▶ [GOAL OF THE EXERCISE]
Render the rows below as a Markdown table with two columns, Index for the row number and Line for the row itself. Omit any blank lines.

-- EXERCISE INPUTS start --

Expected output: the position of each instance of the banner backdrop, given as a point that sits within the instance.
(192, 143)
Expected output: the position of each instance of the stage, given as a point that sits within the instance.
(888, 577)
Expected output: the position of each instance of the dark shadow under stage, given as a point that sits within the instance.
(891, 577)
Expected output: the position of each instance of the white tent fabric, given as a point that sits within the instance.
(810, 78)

-- EXERCISE INPUTS end --

▶ [SOLVED EXERCISE]
| Index | Line |
|---|---|
| 1 | Expected output: the position of each instance of the banner backdrop, given as a point that sits within the instance. |
| 2 | (192, 143) |
| 3 | Expected output: the position of each instance of the stage, given as a point that sits within the instance. |
| 4 | (888, 577) |
| 5 | Expected output: the position of each instance of the dark shadow under stage, given as a point that sits within the instance. |
| 6 | (891, 577) |
| 7 | Expected output: the position of each instance of the white tent fabric, given as a point that sits within the instance. |
| 8 | (810, 78) |